* _Description of the task_
Tally the lines in the material below that contain the string "wooden". Case counts, and your reply should be only the number.

####

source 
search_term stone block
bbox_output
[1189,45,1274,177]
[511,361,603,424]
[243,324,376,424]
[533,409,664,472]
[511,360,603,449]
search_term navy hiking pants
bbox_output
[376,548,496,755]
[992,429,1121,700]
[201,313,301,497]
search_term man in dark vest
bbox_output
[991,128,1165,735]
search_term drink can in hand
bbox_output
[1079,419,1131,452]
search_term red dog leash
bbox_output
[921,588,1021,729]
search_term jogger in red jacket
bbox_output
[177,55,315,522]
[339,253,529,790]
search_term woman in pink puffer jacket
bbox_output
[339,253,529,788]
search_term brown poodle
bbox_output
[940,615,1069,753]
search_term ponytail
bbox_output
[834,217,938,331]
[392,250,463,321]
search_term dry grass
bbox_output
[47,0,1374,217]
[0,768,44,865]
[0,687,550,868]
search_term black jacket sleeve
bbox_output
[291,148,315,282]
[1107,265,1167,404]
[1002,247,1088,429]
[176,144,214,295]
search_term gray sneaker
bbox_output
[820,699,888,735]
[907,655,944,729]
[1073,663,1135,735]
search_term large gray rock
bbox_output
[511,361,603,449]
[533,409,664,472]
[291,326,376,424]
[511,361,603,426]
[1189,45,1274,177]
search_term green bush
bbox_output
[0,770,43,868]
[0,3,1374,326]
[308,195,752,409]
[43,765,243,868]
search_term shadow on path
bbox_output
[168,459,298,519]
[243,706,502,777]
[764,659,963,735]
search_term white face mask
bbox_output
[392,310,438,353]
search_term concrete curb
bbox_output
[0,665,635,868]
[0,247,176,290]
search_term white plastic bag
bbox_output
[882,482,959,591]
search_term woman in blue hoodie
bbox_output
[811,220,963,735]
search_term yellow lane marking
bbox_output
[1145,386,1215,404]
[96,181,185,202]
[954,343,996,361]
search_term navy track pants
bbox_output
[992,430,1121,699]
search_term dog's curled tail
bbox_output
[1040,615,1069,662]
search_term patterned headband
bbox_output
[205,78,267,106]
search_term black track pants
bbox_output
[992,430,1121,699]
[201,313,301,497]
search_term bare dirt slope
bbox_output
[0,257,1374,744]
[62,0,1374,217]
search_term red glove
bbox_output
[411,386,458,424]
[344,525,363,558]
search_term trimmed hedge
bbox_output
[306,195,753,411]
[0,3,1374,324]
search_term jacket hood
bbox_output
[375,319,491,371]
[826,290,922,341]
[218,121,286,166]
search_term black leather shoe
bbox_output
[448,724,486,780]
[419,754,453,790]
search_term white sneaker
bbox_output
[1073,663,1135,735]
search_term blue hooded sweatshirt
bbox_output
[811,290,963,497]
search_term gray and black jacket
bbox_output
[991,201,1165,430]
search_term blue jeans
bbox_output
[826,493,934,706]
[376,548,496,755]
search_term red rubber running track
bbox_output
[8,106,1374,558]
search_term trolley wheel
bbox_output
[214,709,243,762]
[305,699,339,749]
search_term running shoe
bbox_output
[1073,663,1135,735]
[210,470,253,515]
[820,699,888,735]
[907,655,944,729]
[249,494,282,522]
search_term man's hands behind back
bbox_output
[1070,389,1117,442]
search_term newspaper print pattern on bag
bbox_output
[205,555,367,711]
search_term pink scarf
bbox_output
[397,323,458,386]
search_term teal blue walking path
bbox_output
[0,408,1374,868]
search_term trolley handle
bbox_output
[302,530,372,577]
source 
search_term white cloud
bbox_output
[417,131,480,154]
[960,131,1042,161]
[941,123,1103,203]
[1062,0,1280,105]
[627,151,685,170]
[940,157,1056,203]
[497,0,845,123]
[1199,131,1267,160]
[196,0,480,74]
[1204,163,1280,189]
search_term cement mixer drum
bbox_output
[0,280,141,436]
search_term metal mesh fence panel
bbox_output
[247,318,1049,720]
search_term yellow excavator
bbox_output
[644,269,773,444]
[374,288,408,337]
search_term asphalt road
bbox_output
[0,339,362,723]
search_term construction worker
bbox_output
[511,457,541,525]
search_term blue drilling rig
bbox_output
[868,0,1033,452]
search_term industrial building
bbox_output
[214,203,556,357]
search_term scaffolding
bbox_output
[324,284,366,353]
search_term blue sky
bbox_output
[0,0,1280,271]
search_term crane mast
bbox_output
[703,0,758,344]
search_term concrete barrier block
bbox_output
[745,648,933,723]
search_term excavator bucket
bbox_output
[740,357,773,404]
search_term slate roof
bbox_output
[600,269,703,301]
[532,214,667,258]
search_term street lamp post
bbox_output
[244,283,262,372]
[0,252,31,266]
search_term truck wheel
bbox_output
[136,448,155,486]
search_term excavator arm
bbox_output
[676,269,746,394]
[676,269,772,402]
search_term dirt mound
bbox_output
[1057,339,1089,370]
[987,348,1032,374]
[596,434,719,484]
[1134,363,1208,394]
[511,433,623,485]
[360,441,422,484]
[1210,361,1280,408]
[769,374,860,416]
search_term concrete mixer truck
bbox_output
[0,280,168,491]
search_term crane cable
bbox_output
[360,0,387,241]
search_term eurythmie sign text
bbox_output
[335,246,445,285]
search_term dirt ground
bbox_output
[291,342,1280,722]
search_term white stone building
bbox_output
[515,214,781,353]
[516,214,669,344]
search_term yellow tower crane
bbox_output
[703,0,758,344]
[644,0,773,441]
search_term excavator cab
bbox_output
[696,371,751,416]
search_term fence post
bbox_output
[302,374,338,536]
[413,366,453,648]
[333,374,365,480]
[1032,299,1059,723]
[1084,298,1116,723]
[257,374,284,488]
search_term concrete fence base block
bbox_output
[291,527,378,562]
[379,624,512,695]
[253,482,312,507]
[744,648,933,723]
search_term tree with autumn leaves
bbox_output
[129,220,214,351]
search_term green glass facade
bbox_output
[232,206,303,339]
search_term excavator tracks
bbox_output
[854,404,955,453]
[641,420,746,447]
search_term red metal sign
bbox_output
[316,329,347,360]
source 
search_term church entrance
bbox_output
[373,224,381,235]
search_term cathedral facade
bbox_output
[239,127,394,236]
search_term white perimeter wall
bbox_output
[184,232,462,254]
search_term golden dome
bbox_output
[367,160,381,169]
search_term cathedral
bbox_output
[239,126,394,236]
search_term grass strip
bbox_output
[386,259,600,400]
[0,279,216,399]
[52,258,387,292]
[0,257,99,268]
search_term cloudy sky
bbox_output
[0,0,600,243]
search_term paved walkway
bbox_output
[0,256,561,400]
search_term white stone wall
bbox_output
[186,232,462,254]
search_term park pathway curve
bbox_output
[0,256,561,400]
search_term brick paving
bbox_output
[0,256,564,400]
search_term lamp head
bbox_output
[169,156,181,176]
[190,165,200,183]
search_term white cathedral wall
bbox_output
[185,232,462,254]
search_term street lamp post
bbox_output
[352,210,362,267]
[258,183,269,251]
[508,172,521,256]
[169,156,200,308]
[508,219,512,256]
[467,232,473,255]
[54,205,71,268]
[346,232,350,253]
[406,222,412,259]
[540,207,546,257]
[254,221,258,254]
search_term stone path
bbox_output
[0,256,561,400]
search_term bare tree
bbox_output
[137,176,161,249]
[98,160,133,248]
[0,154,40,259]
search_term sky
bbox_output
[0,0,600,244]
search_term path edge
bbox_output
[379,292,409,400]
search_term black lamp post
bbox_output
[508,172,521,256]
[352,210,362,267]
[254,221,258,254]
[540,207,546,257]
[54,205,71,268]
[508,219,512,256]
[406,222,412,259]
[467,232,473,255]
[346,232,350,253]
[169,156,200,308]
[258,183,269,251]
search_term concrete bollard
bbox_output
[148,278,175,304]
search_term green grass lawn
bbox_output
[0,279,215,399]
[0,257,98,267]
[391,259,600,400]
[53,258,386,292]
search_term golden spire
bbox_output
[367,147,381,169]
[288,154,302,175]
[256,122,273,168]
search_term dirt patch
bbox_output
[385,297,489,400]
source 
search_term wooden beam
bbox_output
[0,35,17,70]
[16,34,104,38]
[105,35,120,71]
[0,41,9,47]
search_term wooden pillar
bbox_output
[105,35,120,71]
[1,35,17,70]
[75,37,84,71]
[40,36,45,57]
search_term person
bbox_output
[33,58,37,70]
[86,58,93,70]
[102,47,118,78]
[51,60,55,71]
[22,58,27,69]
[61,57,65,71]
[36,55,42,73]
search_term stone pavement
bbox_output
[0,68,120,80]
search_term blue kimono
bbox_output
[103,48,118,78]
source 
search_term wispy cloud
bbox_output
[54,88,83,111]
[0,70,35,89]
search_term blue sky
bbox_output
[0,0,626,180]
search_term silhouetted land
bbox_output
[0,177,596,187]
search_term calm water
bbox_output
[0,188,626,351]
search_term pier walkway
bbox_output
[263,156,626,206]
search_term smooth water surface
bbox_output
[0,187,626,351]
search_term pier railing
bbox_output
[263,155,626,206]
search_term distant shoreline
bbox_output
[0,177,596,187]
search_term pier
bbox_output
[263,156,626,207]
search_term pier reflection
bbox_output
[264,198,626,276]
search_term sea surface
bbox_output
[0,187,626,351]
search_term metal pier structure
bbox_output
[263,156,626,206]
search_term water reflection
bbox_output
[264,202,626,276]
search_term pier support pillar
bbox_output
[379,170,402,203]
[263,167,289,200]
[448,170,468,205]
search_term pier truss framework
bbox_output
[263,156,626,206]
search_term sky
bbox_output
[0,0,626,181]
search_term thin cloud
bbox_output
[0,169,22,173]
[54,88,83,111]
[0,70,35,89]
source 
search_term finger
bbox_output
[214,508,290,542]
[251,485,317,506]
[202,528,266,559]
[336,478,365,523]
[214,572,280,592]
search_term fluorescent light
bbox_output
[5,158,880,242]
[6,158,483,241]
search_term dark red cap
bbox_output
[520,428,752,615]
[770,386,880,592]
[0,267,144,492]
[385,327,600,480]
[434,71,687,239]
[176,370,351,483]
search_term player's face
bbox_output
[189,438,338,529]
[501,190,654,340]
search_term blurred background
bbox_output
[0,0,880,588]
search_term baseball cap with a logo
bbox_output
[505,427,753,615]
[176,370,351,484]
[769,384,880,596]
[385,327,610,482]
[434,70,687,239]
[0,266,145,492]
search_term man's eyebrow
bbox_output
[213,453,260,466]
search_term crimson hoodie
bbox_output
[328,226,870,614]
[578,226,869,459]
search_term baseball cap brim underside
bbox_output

####

* _Task output_
2